▶ 现有记录
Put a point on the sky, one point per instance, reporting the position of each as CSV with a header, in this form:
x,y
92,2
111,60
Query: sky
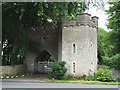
x,y
101,14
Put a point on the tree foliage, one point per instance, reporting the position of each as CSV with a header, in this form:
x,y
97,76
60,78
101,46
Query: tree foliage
x,y
18,17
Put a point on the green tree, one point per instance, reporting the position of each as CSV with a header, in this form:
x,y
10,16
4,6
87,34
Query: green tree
x,y
18,17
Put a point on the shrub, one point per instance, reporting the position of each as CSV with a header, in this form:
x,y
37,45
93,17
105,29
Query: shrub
x,y
113,61
104,74
58,70
69,77
90,78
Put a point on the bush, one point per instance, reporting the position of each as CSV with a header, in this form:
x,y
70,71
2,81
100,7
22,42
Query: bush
x,y
104,74
69,77
58,70
113,61
90,78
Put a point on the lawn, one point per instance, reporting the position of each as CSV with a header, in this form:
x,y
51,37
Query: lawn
x,y
84,82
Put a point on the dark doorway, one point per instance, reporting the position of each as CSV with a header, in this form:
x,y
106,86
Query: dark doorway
x,y
41,62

▶ 任务说明
将上面清单中的所有行整理成编号列表，略去空行，答案中不要包含图片。

▶ 任务解答
1. Put a point on the sky, one point per instance, reporting the position of each as CSV with a header, in this form:
2. x,y
3. 92,2
4. 111,60
5. Query: sky
6. x,y
7. 101,14
8. Put a point on the tree foliage, one point per instance, reporting the position of each as CSV with a header, in this form:
9. x,y
10. 97,76
11. 60,78
12. 101,46
13. Query: tree foliage
14. x,y
15. 18,17
16. Put a point on the green tree, one point per instance, reporting the position of each as CSV with a header, in this form:
17. x,y
18. 10,16
19. 4,6
20. 87,34
21. Query: green tree
22. x,y
23. 18,17
24. Put a point on the shrub, one point per instance, reporting the position of each as CSV with a header, in this form:
25. x,y
26. 37,45
27. 93,17
28. 105,29
29. Query: shrub
30. x,y
31. 113,61
32. 104,74
33. 58,70
34. 69,77
35. 90,78
36. Put a point on the bush, one point per instance, reporting the position of each as CSV with a header, in this form:
37. x,y
38. 70,71
39. 2,81
40. 100,7
41. 22,42
42. Query: bush
43. x,y
44. 104,74
45. 69,77
46. 58,70
47. 113,61
48. 90,78
49. Put a point on the lawn, one point per instance, reporting the position of each as CSV with a header, in this form:
50. x,y
51. 51,37
52. Query: lawn
53. x,y
54. 84,82
55. Put a point on the dark doorway, one point per instance, reporting the position of each as CSV with a header, in this form:
56. x,y
57. 106,86
58. Query: dark doorway
59. x,y
60. 41,62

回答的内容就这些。